** BEGIN TEXT PROVIDED **

And there were the packages we'd get from home — which meant New Orleans even though my younger siblings and I were born in Detroit — with Gulf crabs and shrimp packed in ice, bags of powerful chicory-laced coffee and filé, a spice hard to find in Detroit, for Mama's savory gumbo.

Mama cooked things other mothers didn't — gumbo, dirty rice, bread pudding, jambalaya and pralines. Foods considered exotic these days were the basics when I was growing up.

When I was older, sometimes Daddy and I traveled together. He would drive me off to college or we'd take a trip to New Orleans. As the road unfurled beneath us he would really let loose reminiscing about his days on the road with Danny Barker or Jay McShann. It seemed like Daddy had been everywhere in these United States.

He could exaggerate at times. Mama, Esther Gabriel, used to say, "Percy, you put yeast in everything." But I have found some of the things I considered his biggest fibs turned out to be true. Places he'd been, things he'd done, people he'd played with. Daddy said that he'd played with Jimmy Witherspoon and Sidney Bechet, that my uncle played with Bessie Smith and my cousin played with Fats Domino. He bragged that our family was known around the world.

My attitude to these statements when they'd slip out matter-of-factly in conversations was, "Yeah, right."

It was all true.

One time in the mid 1970s I took my sister Joyce to see a rock and roll revival film for her birthday. Little Richard was the big attraction for her, Chuck Berry for me. Sitting in the theater's darkness we saw Fats Domino come bumping his piano across the stage. When the camera panned across the horn section, I was surprised to see my cousin Clarence Ford on saxophone, blowing classic rhythm and blues riffs from the music's roots.

** END TEXT PROVIDED **
** BEGIN MATERIAL PROVIDED **

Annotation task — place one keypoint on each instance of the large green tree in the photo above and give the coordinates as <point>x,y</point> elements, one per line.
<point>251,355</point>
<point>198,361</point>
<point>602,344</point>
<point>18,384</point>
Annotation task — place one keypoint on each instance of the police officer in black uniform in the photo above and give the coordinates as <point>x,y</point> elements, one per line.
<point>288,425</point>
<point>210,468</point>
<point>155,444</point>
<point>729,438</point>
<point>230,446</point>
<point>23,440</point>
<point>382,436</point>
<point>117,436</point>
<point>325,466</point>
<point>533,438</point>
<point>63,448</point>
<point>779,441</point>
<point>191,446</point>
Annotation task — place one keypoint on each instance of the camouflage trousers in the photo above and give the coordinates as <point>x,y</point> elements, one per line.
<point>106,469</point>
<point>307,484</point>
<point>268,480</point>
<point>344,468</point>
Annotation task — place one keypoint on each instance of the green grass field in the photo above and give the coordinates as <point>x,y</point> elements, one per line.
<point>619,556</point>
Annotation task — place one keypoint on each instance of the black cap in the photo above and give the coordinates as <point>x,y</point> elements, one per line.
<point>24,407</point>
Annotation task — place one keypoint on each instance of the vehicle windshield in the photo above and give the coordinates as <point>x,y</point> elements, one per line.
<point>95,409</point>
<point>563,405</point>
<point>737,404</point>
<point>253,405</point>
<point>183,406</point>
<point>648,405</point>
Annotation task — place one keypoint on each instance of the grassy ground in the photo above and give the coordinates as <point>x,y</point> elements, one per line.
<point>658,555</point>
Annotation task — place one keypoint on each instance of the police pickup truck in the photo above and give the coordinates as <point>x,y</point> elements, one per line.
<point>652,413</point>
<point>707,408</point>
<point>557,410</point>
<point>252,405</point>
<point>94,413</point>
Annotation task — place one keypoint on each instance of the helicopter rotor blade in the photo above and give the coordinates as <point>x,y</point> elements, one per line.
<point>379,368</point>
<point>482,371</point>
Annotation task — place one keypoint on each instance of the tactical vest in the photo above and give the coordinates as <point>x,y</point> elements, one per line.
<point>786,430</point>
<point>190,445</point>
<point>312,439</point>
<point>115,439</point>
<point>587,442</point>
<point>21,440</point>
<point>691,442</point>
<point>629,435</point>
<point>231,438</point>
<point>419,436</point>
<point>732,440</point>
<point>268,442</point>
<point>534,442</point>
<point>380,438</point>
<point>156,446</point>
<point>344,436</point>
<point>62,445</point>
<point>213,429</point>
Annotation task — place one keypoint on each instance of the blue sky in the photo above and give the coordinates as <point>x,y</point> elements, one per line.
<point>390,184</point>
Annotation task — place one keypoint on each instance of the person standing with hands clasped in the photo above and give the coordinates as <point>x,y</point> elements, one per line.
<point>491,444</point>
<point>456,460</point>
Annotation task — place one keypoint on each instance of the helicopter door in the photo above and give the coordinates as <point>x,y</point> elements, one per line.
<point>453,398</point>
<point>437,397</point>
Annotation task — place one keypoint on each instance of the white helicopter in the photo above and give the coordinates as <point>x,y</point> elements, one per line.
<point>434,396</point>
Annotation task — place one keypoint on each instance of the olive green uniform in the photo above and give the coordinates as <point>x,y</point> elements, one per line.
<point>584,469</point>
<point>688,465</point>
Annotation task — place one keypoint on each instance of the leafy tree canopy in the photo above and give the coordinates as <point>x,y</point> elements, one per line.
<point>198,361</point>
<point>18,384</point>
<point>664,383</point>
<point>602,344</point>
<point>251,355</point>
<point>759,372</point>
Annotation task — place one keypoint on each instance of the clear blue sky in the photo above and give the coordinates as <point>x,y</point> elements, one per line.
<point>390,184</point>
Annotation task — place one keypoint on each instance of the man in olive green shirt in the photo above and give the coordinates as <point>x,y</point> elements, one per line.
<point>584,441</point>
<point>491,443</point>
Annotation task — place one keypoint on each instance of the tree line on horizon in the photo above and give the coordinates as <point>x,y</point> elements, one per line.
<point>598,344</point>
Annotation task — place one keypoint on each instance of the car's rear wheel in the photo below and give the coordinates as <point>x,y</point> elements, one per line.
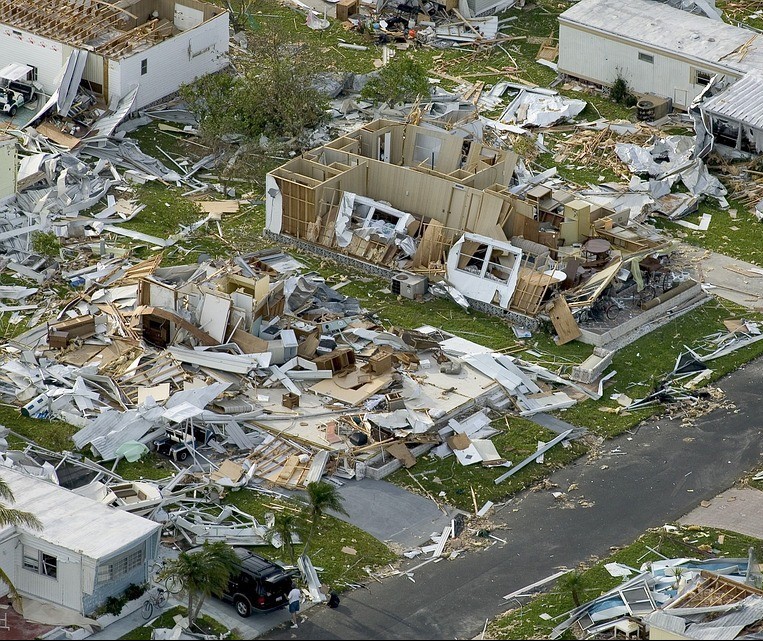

** END MATERIAL PROVIDED **

** SET OF TASKS **
a. Copy the family memoir passage from "Mama cooked things" up to and including "these United States.".
b. In the records from the start up to and including the line with "<point>191,446</point>", add -96 to every coordinate in the answers. Give back only those lines, requests included.

** SOLUTION SET **
a.
Mama cooked things other mothers didn't — gumbo, dirty rice, bread pudding, jambalaya and pralines. Foods considered exotic these days were the basics when I was growing up.

When I was older, sometimes Daddy and I traveled together. He would drive me off to college or we'd take a trip to New Orleans. As the road unfurled beneath us he would really let loose reminiscing about his days on the road with Danny Barker or Jay McShann. It seemed like Daddy had been everywhere in these United States.

b.
Annotation task — place one keypoint on each instance of the large green tree in the photo above and give the coordinates as <point>x,y</point> elements, one per line.
<point>155,259</point>
<point>102,265</point>
<point>506,248</point>
<point>-78,288</point>
Annotation task — place one keypoint on each instance of the police officer in black uniform in the photo above and give the coordinates as <point>x,y</point> elements, one per line.
<point>192,329</point>
<point>114,372</point>
<point>59,348</point>
<point>633,342</point>
<point>134,350</point>
<point>-73,344</point>
<point>286,340</point>
<point>21,340</point>
<point>229,370</point>
<point>437,342</point>
<point>-33,352</point>
<point>683,345</point>
<point>95,350</point>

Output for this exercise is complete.